Problem statement >> Please give only the number of lines in the listing below that contain the word "silver", counting case as it appears.

Available data >>
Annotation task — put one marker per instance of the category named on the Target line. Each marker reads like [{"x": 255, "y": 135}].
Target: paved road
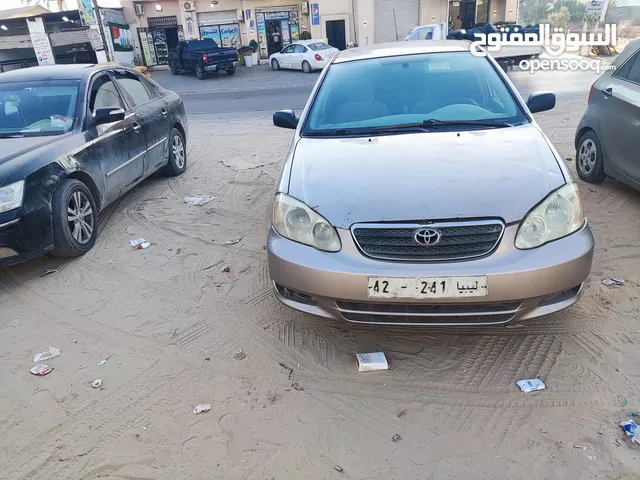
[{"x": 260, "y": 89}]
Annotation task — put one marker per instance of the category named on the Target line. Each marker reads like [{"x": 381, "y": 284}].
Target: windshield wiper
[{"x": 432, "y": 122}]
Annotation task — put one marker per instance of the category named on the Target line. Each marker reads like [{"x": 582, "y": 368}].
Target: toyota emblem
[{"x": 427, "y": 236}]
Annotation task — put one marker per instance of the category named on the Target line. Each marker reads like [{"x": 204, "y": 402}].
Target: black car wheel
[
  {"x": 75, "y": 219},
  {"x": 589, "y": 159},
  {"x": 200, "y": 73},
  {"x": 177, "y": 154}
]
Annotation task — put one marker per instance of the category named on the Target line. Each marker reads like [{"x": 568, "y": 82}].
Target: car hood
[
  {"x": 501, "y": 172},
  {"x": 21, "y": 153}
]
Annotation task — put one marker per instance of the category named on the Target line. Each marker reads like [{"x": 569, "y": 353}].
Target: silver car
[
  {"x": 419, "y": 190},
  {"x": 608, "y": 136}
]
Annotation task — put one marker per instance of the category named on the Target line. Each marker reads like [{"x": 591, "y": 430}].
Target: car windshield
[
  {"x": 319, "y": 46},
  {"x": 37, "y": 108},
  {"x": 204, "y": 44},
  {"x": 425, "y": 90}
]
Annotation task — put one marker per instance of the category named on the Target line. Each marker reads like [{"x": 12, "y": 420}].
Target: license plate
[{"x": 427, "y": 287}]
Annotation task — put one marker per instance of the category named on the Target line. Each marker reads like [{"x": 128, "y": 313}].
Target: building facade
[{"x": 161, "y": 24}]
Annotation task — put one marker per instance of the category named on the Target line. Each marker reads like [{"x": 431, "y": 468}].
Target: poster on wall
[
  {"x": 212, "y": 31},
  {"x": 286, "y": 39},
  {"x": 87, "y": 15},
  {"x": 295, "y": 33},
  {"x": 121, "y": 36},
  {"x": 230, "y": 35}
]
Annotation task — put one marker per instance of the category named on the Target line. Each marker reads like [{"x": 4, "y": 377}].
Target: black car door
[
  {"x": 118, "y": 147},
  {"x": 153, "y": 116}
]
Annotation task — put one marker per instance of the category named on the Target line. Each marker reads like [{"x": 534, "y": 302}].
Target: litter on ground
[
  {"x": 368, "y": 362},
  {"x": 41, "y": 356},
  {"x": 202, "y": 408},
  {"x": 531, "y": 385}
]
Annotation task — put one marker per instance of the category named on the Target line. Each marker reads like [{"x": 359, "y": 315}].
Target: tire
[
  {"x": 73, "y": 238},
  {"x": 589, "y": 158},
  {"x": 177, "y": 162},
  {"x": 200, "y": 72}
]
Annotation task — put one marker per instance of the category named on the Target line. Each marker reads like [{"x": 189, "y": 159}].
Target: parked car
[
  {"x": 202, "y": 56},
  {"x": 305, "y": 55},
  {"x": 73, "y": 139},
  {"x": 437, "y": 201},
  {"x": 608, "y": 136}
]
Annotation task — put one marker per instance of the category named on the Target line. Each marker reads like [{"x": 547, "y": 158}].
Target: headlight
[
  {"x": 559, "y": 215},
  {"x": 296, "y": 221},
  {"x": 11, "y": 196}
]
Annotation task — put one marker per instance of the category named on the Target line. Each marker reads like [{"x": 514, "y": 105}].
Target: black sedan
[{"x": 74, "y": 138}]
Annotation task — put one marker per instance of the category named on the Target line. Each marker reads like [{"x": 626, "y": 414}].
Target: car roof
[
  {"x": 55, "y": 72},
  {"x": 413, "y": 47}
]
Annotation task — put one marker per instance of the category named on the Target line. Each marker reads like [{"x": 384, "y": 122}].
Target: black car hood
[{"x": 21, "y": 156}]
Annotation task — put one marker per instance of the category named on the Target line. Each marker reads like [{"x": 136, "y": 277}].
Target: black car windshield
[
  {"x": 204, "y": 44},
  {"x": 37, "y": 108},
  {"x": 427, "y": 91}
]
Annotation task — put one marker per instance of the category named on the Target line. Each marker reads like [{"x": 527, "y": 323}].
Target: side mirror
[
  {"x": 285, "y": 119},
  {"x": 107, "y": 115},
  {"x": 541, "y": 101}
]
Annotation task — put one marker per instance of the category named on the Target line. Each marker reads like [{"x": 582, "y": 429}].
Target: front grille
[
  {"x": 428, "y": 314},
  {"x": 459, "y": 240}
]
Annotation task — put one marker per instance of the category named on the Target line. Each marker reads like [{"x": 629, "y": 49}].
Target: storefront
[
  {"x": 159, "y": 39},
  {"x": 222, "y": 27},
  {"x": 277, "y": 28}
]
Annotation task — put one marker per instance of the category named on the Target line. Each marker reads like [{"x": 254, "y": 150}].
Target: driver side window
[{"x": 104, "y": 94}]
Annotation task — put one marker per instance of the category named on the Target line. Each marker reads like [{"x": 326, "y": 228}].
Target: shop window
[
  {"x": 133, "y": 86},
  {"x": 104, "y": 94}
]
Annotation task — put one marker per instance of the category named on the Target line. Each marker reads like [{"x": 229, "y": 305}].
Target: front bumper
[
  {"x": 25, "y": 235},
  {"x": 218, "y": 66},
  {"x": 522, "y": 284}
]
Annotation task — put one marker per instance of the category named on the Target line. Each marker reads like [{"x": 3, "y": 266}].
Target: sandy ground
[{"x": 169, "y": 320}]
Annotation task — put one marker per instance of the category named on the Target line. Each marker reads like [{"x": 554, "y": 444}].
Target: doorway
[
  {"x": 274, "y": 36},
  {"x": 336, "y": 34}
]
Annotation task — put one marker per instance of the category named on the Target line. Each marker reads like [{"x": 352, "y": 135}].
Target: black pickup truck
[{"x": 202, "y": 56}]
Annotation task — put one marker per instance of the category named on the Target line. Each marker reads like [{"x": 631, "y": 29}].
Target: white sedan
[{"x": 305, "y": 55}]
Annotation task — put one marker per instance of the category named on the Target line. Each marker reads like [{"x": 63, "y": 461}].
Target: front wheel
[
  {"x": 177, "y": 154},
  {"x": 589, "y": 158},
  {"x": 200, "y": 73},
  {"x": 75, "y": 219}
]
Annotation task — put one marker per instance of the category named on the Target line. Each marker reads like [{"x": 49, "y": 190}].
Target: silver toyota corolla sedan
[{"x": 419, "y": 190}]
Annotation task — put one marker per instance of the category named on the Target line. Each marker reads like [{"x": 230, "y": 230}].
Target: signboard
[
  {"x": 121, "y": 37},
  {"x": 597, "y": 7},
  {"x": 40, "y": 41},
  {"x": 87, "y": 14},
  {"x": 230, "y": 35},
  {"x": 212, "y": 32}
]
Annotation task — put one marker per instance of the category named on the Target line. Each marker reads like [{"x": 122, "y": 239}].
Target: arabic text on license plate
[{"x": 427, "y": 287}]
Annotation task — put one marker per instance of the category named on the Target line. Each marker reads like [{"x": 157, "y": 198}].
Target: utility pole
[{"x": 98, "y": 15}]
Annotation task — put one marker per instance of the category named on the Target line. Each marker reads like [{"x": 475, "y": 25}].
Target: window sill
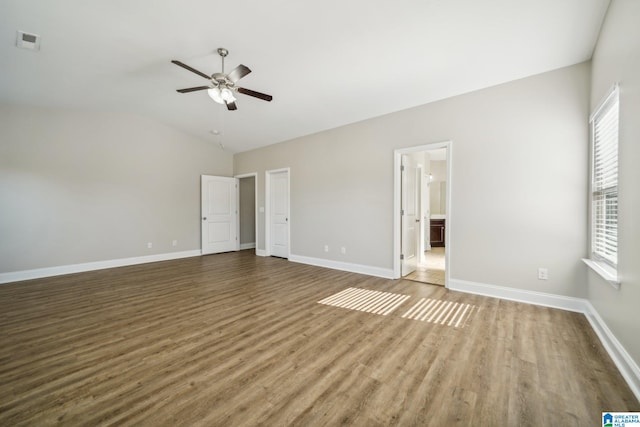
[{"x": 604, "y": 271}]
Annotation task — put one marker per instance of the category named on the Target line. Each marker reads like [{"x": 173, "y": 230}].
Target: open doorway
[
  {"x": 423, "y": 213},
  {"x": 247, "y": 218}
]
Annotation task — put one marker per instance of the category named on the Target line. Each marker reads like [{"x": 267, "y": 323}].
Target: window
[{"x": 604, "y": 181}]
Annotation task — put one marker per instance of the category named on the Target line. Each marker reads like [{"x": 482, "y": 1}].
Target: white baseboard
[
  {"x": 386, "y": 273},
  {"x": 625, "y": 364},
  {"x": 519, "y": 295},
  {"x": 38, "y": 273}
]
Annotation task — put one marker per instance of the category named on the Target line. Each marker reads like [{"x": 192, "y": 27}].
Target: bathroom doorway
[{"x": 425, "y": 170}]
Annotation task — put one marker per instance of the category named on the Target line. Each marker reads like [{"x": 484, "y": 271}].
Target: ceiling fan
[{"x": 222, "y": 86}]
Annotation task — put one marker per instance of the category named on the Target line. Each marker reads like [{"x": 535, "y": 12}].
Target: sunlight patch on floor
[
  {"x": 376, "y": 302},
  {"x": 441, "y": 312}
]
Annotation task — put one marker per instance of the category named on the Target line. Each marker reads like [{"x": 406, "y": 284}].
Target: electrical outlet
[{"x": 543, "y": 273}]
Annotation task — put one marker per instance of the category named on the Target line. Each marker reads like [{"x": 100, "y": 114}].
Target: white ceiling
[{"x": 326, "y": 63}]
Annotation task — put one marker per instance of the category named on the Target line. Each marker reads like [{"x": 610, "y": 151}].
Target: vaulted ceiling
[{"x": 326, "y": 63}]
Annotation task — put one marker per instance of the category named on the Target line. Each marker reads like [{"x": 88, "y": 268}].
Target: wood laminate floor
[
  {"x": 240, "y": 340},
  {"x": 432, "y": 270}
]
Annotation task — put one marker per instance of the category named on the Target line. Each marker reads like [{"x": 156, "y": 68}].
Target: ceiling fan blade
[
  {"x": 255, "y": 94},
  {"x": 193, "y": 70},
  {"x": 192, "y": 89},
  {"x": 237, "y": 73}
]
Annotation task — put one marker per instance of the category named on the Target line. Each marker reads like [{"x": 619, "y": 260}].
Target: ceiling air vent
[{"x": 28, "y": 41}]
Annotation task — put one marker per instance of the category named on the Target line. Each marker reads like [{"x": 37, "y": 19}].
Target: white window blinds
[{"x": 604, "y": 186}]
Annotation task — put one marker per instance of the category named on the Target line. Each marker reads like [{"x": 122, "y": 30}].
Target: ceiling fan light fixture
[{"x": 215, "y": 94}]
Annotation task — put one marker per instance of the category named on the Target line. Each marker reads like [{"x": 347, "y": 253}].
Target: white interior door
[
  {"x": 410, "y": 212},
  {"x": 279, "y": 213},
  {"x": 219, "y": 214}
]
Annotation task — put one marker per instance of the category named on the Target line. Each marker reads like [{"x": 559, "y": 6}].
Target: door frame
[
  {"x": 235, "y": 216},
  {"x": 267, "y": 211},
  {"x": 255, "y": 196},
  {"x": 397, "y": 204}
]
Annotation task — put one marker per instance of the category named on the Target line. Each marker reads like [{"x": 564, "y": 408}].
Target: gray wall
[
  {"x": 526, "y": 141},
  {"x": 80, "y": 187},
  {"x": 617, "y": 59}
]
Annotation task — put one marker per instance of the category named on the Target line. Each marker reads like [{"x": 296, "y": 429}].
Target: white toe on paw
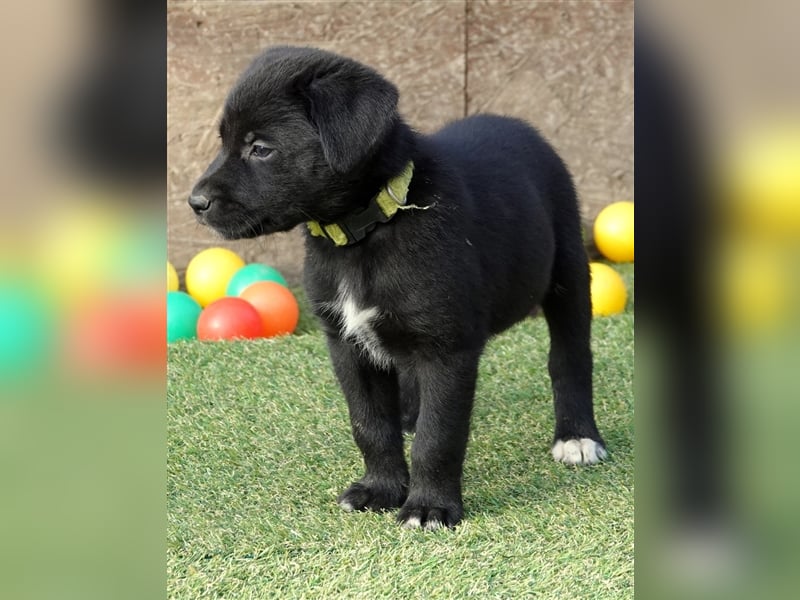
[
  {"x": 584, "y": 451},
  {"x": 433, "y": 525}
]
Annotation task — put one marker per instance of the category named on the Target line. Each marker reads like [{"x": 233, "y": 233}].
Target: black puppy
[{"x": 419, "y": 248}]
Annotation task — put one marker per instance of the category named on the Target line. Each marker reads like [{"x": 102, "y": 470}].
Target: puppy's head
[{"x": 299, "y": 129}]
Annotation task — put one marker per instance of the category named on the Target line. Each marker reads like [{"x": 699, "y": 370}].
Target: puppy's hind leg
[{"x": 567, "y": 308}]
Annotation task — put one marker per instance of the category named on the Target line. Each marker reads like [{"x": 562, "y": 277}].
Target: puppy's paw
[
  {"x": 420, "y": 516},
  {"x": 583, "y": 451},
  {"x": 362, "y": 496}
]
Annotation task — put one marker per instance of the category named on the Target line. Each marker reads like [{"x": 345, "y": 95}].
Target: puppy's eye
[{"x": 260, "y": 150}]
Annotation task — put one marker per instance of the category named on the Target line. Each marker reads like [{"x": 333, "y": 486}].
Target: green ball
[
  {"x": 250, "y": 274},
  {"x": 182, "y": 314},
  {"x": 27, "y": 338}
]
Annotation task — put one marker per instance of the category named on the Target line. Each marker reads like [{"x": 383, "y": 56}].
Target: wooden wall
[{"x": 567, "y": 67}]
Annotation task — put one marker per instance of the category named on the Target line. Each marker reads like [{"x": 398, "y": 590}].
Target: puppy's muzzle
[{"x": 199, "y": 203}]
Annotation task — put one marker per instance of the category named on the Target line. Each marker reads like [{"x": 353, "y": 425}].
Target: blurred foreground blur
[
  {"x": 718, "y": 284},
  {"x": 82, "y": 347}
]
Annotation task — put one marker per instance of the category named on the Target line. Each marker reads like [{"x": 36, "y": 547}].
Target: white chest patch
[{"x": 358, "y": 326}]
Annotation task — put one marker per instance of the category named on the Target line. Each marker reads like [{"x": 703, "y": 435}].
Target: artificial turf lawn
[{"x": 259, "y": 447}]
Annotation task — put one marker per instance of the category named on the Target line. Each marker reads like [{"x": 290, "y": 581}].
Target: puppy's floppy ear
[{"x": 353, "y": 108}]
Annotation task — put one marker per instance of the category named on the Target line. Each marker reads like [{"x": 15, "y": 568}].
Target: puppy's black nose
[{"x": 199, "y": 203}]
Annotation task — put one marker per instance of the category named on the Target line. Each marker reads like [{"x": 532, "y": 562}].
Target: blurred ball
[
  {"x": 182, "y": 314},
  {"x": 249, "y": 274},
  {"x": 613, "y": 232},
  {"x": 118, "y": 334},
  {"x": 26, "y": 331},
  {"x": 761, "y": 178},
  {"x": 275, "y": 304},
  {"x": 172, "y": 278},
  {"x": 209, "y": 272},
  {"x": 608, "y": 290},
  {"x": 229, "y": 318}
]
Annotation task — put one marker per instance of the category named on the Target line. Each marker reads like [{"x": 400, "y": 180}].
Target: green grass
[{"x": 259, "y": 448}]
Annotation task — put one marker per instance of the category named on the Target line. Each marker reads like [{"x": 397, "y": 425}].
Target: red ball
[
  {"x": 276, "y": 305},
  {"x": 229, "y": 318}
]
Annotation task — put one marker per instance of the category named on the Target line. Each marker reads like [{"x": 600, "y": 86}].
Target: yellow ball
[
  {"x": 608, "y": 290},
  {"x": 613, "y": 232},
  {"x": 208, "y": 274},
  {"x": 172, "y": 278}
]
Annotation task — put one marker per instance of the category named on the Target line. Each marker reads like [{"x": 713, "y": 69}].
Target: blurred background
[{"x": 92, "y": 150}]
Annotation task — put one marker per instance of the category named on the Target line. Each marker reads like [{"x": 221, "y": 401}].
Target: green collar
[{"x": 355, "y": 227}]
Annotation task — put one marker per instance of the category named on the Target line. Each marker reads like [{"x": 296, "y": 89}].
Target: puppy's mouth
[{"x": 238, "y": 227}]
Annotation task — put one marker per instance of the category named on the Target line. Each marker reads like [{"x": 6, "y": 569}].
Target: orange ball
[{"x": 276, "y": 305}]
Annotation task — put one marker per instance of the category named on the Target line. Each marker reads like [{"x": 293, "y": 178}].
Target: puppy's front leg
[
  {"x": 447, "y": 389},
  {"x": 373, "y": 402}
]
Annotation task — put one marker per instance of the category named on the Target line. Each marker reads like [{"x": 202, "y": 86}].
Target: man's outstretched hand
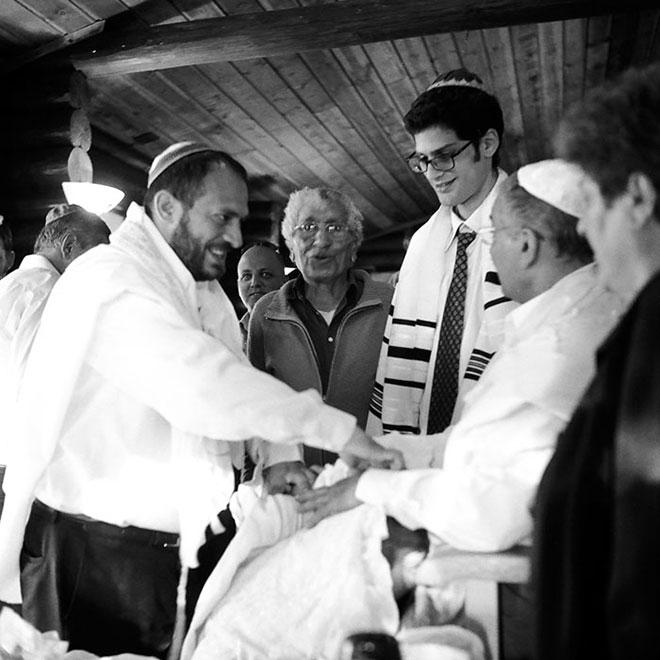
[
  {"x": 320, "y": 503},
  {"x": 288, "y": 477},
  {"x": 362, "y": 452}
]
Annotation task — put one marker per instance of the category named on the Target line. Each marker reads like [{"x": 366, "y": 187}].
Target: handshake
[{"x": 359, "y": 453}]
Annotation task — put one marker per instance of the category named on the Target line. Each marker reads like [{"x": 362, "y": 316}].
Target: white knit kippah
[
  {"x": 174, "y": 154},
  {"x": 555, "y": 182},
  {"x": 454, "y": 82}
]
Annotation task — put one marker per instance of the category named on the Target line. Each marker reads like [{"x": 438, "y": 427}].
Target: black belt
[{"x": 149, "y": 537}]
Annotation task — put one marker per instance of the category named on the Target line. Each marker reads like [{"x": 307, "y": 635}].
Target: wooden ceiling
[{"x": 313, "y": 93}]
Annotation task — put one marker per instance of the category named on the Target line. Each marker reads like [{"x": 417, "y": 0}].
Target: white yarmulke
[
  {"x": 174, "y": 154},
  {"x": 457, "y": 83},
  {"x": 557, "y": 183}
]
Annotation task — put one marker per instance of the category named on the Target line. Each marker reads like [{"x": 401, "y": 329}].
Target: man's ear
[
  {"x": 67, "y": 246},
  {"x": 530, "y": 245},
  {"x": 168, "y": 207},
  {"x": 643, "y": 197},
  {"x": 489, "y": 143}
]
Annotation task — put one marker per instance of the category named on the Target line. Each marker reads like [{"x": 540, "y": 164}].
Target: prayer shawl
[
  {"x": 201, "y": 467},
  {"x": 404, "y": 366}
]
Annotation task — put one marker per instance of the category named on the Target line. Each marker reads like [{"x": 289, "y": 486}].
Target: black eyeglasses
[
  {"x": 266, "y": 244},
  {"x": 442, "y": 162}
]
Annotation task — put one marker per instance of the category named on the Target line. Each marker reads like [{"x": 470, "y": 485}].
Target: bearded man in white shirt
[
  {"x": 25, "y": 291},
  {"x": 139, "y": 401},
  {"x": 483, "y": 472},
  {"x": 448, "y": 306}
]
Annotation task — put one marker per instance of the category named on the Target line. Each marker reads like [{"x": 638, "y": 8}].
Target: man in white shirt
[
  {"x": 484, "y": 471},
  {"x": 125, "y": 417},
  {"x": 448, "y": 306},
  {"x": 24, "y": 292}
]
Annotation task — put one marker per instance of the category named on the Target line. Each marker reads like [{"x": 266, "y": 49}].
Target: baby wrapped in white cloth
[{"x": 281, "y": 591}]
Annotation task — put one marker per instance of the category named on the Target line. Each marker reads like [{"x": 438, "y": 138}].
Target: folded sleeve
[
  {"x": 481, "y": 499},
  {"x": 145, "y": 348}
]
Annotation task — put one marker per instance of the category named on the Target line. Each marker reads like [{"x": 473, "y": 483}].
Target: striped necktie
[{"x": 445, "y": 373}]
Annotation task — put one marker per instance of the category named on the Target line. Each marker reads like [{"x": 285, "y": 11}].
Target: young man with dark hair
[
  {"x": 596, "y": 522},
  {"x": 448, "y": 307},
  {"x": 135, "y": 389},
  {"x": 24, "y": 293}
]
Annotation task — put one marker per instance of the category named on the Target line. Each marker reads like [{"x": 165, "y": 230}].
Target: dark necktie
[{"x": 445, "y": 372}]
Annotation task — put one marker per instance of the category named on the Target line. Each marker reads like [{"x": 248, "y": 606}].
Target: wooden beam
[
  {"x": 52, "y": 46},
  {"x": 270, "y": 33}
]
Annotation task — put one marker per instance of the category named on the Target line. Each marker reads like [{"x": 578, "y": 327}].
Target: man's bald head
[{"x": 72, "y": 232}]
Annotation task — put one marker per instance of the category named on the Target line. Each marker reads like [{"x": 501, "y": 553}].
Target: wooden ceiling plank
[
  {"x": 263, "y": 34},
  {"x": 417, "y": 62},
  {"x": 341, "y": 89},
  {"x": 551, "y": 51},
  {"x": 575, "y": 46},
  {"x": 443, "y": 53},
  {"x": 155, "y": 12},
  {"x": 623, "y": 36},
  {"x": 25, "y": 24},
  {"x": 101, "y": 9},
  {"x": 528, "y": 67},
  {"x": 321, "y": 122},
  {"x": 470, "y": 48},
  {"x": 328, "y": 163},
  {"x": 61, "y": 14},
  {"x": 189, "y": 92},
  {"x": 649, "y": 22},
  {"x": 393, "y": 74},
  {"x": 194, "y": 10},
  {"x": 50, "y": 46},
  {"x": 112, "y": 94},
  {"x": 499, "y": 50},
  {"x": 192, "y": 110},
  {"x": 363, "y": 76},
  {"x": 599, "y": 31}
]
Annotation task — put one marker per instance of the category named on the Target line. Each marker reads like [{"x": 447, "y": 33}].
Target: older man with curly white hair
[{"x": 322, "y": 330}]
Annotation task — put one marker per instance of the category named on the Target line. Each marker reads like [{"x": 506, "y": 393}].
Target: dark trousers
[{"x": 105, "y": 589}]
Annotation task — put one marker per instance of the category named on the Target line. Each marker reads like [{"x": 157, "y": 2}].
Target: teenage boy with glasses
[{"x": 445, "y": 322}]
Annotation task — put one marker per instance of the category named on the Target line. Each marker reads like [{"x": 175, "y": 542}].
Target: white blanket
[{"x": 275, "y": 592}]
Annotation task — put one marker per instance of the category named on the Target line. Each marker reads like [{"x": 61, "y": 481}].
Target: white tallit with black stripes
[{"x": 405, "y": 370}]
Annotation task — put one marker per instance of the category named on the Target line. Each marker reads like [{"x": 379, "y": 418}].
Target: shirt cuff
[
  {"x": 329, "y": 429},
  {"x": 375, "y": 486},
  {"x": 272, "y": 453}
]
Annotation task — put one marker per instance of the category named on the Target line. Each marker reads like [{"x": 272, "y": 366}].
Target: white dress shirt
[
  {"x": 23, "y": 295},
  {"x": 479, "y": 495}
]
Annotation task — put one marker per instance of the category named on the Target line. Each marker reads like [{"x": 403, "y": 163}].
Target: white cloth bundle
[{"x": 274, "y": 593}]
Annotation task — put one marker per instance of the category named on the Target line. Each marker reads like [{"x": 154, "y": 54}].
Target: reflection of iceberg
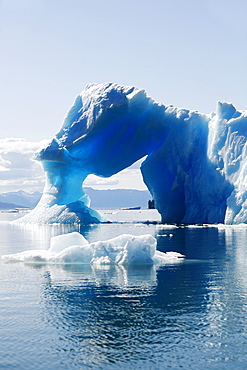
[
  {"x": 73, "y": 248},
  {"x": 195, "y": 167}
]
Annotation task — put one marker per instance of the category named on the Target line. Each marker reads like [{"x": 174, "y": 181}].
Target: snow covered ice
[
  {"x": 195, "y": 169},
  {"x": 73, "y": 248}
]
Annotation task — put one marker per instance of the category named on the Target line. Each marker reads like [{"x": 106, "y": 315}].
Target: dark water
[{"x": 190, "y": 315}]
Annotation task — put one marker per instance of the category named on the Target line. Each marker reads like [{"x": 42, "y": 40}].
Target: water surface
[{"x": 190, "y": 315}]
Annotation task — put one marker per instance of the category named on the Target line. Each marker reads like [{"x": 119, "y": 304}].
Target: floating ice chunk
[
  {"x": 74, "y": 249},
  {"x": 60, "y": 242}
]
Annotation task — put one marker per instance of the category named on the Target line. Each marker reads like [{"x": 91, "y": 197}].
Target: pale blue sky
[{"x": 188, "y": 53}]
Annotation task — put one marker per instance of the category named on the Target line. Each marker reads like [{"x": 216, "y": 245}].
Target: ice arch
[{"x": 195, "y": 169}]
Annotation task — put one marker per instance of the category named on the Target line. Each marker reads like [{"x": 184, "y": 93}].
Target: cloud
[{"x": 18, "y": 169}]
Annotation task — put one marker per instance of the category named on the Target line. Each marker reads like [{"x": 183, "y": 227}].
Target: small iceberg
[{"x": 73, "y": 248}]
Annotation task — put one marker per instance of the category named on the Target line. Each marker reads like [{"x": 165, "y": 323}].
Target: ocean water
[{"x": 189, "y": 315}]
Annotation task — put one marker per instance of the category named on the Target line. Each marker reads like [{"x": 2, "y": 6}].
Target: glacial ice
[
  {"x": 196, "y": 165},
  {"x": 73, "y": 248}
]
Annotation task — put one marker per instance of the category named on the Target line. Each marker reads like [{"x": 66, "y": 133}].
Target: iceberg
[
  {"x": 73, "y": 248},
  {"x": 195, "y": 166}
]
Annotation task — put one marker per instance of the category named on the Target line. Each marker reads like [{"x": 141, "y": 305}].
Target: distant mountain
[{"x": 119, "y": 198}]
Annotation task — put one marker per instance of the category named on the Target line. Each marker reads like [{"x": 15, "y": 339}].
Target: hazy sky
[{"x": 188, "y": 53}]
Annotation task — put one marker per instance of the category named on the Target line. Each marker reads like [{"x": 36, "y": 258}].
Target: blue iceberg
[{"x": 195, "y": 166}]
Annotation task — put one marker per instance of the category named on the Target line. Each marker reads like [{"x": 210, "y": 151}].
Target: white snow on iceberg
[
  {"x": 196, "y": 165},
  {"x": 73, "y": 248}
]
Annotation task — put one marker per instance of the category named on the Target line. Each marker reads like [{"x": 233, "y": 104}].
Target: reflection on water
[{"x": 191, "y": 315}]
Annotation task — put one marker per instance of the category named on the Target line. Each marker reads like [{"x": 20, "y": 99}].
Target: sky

Reply to the task >> 2